■ **Passage to read**
════════════════

Low take-up if opt-in is fully informed. The Information Commissioner has said that schemes such as Webwise should be opt-in. Many critics will be monitoring how you implement this. So it is likely that you will have to expressly disclose that if they opt in, users will then have most of their web browsing intercepted and read. On this basis, few users are likely to opt in.
Technical community recommending “anyone but BT Home Broadband”. I am sure you have already quantified the potential loss through critics of BT’s relationship with Phorm terminating their broadband agreements with you. But these are also the people others go to for advice about computers and the Internet. Have you also calculated the much greater loss of new business as a result of these people advising that BT Home Broadband should be avoided?
Costs and cost of time in fighting copyright claims. Everything on the Internet is not free to use. For example you cannot download a picture and then make money from publishing it in a book. Small website owners, whose copyright is infringed by Webwise’s profiling, may sue BT in large numbers via the small claims courts, costing you time and money. Large website owners, such as Amazon, may take you to court for large sums of money.

════════════════

■ **Extracted material**
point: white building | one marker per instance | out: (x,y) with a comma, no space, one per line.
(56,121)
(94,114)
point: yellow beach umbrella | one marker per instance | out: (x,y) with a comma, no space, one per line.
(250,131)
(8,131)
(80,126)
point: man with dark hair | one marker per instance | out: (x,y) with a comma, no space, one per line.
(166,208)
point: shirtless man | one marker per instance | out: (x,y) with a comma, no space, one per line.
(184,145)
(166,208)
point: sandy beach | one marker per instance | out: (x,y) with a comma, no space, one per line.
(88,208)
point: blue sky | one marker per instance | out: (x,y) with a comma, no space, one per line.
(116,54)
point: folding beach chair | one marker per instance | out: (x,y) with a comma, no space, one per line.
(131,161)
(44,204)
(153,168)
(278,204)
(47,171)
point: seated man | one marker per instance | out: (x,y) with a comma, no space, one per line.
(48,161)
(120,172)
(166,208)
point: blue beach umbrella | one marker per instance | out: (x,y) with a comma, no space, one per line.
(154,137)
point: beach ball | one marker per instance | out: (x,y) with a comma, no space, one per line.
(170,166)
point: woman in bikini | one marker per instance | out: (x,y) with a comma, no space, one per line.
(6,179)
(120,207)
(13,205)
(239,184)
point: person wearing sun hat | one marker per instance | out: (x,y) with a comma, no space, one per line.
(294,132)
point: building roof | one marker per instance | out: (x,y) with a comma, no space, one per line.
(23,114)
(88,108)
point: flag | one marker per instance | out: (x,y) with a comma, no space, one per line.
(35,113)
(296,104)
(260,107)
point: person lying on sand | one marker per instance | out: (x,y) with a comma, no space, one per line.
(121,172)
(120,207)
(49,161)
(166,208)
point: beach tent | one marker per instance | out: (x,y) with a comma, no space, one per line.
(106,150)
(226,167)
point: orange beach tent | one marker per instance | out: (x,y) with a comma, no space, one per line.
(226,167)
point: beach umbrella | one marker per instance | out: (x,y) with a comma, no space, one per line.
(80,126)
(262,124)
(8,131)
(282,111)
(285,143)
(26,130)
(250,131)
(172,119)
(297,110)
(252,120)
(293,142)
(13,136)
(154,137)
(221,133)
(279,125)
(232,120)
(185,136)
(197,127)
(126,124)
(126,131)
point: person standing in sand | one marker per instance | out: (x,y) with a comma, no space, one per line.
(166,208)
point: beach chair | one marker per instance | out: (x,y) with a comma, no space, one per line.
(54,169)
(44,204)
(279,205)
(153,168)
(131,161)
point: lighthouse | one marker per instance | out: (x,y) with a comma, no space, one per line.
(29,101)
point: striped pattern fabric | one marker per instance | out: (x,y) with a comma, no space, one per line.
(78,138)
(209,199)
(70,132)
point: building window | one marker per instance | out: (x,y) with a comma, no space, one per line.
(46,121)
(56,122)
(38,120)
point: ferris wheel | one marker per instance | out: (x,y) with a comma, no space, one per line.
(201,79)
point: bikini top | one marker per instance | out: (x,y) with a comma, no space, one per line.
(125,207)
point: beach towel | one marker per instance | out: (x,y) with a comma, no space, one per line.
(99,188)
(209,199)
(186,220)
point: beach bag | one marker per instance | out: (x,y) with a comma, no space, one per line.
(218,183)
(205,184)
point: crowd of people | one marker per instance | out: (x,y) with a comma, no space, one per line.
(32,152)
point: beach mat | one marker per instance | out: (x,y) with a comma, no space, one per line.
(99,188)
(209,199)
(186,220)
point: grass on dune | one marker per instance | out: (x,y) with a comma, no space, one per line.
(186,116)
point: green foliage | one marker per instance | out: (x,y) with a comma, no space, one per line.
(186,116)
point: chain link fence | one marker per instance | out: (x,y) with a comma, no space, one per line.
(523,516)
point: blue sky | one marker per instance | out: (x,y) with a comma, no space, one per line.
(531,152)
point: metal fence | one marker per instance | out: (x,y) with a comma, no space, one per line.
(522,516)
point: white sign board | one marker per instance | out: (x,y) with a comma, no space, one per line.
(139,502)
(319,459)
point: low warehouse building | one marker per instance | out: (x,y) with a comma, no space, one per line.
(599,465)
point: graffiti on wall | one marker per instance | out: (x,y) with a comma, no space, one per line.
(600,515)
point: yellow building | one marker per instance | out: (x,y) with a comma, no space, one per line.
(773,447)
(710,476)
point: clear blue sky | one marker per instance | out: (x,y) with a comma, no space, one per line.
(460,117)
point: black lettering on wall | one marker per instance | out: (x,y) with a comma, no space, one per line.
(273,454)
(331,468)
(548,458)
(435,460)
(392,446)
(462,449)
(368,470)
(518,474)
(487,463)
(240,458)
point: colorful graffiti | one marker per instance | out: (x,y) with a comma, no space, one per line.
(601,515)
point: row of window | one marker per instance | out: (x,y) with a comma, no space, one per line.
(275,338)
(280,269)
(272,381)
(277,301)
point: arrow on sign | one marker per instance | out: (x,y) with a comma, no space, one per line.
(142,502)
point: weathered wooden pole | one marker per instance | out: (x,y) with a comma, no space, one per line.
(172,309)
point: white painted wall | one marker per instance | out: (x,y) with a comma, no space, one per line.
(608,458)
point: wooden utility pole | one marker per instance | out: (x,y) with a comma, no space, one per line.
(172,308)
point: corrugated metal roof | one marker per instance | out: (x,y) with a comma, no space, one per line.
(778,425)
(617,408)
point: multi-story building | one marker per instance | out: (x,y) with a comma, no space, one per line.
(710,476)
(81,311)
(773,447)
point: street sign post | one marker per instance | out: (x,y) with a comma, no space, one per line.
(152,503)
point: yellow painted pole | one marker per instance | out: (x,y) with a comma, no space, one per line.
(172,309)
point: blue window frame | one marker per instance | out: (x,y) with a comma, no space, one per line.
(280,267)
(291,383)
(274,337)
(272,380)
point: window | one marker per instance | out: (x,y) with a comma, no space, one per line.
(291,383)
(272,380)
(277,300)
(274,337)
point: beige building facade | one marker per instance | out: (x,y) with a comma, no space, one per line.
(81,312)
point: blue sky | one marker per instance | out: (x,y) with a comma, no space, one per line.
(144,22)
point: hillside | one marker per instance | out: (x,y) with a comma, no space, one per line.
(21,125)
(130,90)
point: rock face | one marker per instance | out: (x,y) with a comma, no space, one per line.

════════════════

Continue the passage on the risks of BT's Webwise scheme from the point where it stops. The lines are separate material with no connection to the passage on BT's Webwise scheme.

Major Internet companies making Phorm’s operation worthless. The major Internet companies are unlikely to let Phorm take any significant share of their advertising revenue. Microsoft may adapt the Internet Explorer browser so that it does not process third party cookies (in the same way as a the Safari browser does not process them currently). Google may implement SSL so that its searches and results are encrypted. Phorm may be left with nothing to profile.
It would be a shame if one of BT’s major products ended up reviled and unwanted, particularly if this was a result of a commercial proposition which ultimately may be worth very little financially.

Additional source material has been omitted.